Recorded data
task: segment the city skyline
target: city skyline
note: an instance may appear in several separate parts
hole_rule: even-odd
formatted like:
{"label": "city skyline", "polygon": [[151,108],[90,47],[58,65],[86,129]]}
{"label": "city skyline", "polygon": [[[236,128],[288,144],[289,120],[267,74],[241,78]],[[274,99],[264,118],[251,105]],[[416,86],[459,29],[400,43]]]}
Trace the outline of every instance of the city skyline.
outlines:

...

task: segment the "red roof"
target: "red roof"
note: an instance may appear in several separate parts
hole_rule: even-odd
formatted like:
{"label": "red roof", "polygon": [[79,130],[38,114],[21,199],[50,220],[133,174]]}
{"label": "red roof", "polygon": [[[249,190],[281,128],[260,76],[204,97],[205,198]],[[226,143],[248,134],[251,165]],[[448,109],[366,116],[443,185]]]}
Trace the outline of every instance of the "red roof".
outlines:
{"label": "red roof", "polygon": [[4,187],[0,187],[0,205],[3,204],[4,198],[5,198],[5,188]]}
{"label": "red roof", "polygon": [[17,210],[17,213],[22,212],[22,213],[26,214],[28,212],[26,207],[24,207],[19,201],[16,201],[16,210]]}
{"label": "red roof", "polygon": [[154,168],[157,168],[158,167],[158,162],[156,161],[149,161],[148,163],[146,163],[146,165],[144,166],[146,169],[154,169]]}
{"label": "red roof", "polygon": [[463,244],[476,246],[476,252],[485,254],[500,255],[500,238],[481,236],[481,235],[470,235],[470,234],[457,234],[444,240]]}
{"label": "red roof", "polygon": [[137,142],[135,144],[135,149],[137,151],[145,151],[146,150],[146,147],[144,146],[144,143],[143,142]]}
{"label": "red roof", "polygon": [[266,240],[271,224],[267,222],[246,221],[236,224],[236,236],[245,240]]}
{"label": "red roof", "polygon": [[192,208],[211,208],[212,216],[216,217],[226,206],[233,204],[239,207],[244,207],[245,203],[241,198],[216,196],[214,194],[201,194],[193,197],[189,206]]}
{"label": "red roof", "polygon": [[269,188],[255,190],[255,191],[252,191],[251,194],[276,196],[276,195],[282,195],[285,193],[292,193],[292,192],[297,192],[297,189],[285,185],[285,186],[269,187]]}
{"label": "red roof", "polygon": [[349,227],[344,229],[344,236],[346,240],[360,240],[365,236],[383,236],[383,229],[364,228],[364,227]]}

...

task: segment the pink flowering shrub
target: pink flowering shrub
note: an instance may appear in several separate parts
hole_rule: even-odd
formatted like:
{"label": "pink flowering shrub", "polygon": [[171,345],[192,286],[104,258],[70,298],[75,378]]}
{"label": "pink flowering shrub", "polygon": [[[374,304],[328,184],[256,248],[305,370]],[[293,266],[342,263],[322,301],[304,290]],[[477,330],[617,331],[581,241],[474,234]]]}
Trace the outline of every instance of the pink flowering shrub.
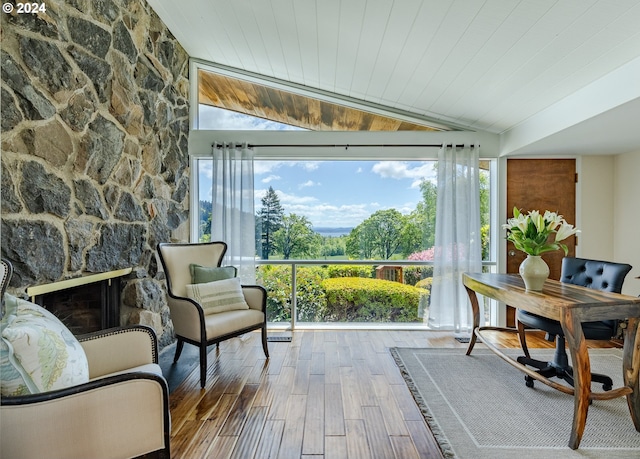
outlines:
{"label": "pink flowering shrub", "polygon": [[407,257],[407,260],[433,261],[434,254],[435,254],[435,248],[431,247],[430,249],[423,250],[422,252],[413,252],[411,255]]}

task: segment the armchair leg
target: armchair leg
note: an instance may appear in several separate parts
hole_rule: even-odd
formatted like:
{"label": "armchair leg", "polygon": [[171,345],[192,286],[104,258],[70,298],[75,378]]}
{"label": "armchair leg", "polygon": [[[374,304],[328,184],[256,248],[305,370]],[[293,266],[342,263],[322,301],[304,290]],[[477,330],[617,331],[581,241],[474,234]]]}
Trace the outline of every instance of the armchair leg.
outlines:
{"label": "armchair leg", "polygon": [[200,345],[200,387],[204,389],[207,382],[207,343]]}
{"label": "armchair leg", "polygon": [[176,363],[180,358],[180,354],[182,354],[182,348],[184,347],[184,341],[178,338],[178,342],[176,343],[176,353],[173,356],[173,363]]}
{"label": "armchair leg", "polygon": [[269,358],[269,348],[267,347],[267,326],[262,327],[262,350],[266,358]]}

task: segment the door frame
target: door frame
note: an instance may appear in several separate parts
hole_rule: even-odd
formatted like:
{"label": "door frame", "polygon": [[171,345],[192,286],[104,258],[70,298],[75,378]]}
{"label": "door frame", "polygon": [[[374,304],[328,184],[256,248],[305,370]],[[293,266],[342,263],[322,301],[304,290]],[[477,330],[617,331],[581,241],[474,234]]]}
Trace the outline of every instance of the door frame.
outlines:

• [What you are asked to do] Check each line above for the word "every", and give only the number of lines that contain it.

• [Output of the task] 5